Dataset entries:
◇ ◇ ◇

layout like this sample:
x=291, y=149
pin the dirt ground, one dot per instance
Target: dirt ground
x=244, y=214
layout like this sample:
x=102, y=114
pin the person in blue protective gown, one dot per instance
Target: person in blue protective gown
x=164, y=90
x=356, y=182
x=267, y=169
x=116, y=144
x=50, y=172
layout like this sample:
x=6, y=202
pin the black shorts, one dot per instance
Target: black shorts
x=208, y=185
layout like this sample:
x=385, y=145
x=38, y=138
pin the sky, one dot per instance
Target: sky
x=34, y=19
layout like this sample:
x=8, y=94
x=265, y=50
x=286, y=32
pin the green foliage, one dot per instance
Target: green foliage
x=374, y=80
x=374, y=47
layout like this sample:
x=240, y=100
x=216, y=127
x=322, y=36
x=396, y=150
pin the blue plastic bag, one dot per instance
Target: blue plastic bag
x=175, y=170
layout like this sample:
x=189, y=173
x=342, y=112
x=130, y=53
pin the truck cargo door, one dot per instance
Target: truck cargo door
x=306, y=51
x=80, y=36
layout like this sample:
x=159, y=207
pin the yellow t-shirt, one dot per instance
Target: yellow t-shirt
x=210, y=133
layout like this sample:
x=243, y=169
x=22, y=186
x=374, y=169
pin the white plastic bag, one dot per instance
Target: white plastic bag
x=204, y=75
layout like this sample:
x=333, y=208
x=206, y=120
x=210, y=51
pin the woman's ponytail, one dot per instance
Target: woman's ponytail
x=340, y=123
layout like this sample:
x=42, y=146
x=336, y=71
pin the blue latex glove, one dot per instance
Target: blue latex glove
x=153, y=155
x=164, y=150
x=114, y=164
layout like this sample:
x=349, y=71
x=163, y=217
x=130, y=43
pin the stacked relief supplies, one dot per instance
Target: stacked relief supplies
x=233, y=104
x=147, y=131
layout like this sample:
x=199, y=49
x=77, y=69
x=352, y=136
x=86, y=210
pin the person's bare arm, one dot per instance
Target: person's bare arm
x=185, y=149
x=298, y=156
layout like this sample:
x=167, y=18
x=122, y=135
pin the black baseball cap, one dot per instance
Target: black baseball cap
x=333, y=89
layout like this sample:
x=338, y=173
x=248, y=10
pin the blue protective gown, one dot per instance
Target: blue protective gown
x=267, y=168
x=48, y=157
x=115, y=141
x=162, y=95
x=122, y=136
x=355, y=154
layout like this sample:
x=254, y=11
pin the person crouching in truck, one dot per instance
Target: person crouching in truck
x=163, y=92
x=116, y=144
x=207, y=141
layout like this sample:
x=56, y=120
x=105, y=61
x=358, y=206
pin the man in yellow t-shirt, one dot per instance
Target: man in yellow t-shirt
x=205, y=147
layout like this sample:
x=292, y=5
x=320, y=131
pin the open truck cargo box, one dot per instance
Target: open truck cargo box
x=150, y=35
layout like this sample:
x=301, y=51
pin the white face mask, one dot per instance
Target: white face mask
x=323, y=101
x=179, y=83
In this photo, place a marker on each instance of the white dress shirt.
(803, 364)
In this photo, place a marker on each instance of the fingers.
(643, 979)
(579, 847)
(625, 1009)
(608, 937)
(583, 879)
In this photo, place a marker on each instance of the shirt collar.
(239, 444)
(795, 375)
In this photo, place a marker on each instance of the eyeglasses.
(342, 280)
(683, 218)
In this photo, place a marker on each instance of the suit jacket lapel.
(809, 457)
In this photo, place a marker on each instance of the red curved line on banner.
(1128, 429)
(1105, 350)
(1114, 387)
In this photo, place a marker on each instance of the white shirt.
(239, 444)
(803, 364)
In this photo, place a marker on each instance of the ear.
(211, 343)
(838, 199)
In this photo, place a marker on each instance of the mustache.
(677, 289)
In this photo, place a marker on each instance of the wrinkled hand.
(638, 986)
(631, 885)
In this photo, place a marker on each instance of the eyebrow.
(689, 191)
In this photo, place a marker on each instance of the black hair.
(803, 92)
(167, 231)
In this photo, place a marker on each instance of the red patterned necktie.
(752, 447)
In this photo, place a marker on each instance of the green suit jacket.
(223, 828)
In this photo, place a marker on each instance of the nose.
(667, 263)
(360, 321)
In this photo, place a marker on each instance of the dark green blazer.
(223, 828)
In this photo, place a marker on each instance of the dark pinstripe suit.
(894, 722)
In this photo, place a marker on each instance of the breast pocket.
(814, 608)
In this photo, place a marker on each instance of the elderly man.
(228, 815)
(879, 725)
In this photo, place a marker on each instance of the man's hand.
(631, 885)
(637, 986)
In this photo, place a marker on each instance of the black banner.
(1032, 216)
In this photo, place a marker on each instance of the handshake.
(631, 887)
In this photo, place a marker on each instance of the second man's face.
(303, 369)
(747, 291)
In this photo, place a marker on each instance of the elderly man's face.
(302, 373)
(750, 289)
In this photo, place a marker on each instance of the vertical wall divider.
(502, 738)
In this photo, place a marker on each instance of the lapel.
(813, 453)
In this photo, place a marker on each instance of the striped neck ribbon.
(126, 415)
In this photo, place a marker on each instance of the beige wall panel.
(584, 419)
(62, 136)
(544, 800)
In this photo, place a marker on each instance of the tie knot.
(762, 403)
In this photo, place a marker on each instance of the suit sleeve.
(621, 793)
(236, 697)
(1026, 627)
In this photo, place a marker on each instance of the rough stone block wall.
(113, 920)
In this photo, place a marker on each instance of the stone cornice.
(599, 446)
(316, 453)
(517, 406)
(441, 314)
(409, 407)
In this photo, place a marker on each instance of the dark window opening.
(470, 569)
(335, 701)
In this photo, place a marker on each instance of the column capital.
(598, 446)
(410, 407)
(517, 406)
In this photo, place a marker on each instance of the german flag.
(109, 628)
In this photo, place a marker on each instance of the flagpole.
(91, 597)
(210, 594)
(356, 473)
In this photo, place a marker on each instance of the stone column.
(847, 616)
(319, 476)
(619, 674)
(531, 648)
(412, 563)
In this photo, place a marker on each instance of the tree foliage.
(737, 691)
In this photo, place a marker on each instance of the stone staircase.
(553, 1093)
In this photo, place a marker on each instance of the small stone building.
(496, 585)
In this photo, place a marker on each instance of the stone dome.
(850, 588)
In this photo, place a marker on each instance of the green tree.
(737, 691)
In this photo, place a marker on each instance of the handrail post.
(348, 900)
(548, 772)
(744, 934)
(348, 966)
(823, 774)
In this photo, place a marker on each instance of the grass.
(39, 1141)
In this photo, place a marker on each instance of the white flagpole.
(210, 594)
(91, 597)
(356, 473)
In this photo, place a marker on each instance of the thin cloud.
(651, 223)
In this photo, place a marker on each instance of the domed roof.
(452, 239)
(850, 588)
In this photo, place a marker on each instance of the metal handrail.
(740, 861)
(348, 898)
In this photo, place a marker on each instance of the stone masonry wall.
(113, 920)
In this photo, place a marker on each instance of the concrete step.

◇ ◇ ◇

Your objective: Extract each line of the material exactly as it stands.

Task output:
layout like this sample:
x=291, y=149
pin the dirt ground, one dot per instance
Target: dirt ground
x=244, y=214
layout like this sample:
x=102, y=114
pin the person in blue protective gown, one dot per instance
Target: person in blue protective gown
x=164, y=90
x=356, y=182
x=267, y=169
x=116, y=144
x=50, y=172
layout like this sample:
x=6, y=202
pin the black shorts, one dot per instance
Target: black shorts
x=208, y=185
layout like this sample:
x=385, y=145
x=38, y=138
pin the sky, one dot per instance
Target: sky
x=34, y=19
layout like this sample:
x=8, y=94
x=265, y=50
x=286, y=32
pin the green foliage, one dot per instance
Target: green foliage
x=374, y=80
x=374, y=47
layout like this sample:
x=240, y=100
x=216, y=127
x=322, y=36
x=396, y=150
pin the blue plastic bag, one dot per instance
Target: blue plastic bag
x=175, y=170
layout like this sample:
x=189, y=173
x=342, y=112
x=130, y=53
pin the truck cargo door, one dot per instance
Target: truck cargo door
x=306, y=51
x=80, y=36
layout like this sample:
x=159, y=207
pin the yellow t-shirt, one dot per instance
Target: yellow t-shirt
x=210, y=133
layout like this sample:
x=243, y=169
x=22, y=186
x=374, y=169
pin the white plastic bag, one dot per instance
Target: white plastic bag
x=204, y=75
layout like this sample:
x=333, y=208
x=206, y=120
x=210, y=51
pin the woman's ponytail, one dot per instance
Target: woman's ponytail
x=340, y=123
layout like this sample:
x=42, y=146
x=336, y=71
pin the blue latex glove, one dot per instance
Target: blue latex glove
x=153, y=155
x=164, y=150
x=114, y=164
layout like this sample:
x=349, y=71
x=163, y=217
x=130, y=43
pin the stacked relief supplies, one dot per instance
Target: stacked relief supplies
x=233, y=104
x=147, y=131
layout like this sample:
x=199, y=49
x=77, y=69
x=352, y=136
x=86, y=210
pin the person's bare arm, one dot per instance
Target: person's bare arm
x=185, y=149
x=298, y=156
layout like this sample:
x=167, y=18
x=122, y=135
pin the black baseball cap, one dot per instance
Target: black baseball cap
x=333, y=89
layout like this sample:
x=338, y=173
x=248, y=10
pin the blue protective gown, one dot per instance
Target: blue protective gown
x=267, y=168
x=48, y=157
x=115, y=141
x=162, y=95
x=122, y=136
x=355, y=154
layout like this sample:
x=254, y=11
pin the person crouching in truck, one dot per instance
Target: person crouching in truck
x=163, y=92
x=116, y=144
x=207, y=141
layout like this sample:
x=56, y=120
x=105, y=61
x=358, y=206
pin the man in yellow t-shirt, one dot per instance
Target: man in yellow t-shirt
x=205, y=147
layout like this sample:
x=292, y=5
x=320, y=131
pin the open truck cargo box, one dot per instance
Target: open truck cargo box
x=150, y=35
layout like this sample:
x=301, y=51
pin the white face mask, one dot per instance
Target: white face mask
x=323, y=101
x=179, y=83
In this photo, place a marker on each instance of the white dress shirt.
(803, 364)
In this photo, place a marker on each instance of the fingers.
(643, 979)
(579, 847)
(625, 1009)
(608, 937)
(583, 879)
In this photo, place a marker on each instance of the shirt collar.
(239, 444)
(795, 375)
In this photo, place a marker on each instance of the eyeglasses.
(342, 280)
(683, 218)
In this photo, place a marker on each instance of the suit jacket lapel.
(809, 457)
In this photo, place a marker on each instance of the red curved line on banner.
(1128, 429)
(1105, 350)
(1114, 387)
In this photo, place a marker on each instance of the white shirt.
(239, 444)
(803, 364)
In this photo, place a marker on each instance of the ear.
(211, 343)
(838, 199)
In this photo, place a marker on each instance of the mustache.
(677, 289)
In this photo, place a marker on each instance of the wrinkled hand.
(638, 986)
(631, 885)
In this photo, place a marker on each instance of the eyebrow.
(689, 191)
In this photo, place a marker on each instance of the black hair.
(803, 92)
(167, 231)
In this photo, place a marker on each instance of the red patterned necktie.
(752, 447)
In this photo, place a marker on each instance of the green suit jacket.
(223, 828)
In this photo, place a marker on each instance of the nose.
(667, 263)
(360, 321)
In this photo, place a marker on each instance of the dark green blazer.
(223, 828)
In this photo, place a marker on each instance of the dark pinstripe suit.
(894, 722)
In this photo, place a marker on each instance of the breast pocket.
(814, 608)
In this photo, place a marker on each instance of the elderly man.
(228, 815)
(879, 725)
In this photo, place a marker on each instance of the man's hand.
(631, 885)
(637, 986)
In this photo, place a marker on each instance of the black banner.
(1032, 216)
In this photo, place a marker on each instance of the handshake.
(631, 887)
In this photo, place a marker on each instance of the second man's face.
(303, 369)
(747, 291)
In this photo, place a marker on each instance of the elderly man's face.
(302, 373)
(750, 289)
In this photo, place a marker on each instance of the vertical wall divider.
(502, 738)
In this photo, place a marker on each instance of the lapel.
(813, 453)
In this photo, place a marker on each instance of the striped neck ribbon.
(126, 415)
In this photo, place a marker on each instance of the beige wall panel.
(584, 419)
(62, 136)
(544, 800)
In this photo, place a marker on each instance of the tie knot.
(762, 403)
In this photo, place a marker on each instance of the suit sleeve.
(621, 793)
(236, 697)
(1026, 627)
In this photo, place a marker on each instance of the rough stone block wall.
(113, 920)
In this photo, place a marker on each instance of the stone cornice.
(599, 446)
(316, 453)
(517, 406)
(441, 314)
(409, 407)
In this photo, place a marker on each instance of the dark window opening.
(470, 569)
(335, 701)
In this photo, place a marker on each instance of the column capital.
(598, 446)
(410, 407)
(517, 406)
In this photo, place a marker on each instance of the german flag.
(109, 628)
In this photo, place a marker on each instance of the flagpole.
(91, 597)
(210, 594)
(356, 473)
In this photo, place a marker on each instance of the stone column.
(847, 616)
(319, 476)
(619, 674)
(531, 648)
(412, 563)
In this photo, place a marker on each instance of the tree foliage.
(737, 691)
In this photo, place a marker on each instance of the stone staircase.
(553, 1093)
In this photo, place a marker on each instance of the small stone building.
(496, 585)
In this photo, place a marker on each instance of the stone dome.
(850, 588)
In this photo, place a marker on each instance of the green tree.
(737, 691)
In this photo, place a marker on each instance of the handrail post.
(348, 900)
(548, 772)
(744, 934)
(348, 966)
(823, 774)
In this photo, place a marker on each instance of the grass.
(39, 1141)
In this photo, place a marker on each instance of the white flagpole.
(210, 594)
(91, 597)
(356, 473)
In this photo, place a marker on each instance of the thin cloud.
(651, 223)
In this photo, place a marker on each instance of the domed roof.
(452, 239)
(850, 588)
In this photo, place a marker on each instance of the metal handrail.
(740, 861)
(348, 898)
In this photo, place a marker on each instance of the stone masonry wall.
(113, 920)
In this photo, place a marker on each instance of the concrete step.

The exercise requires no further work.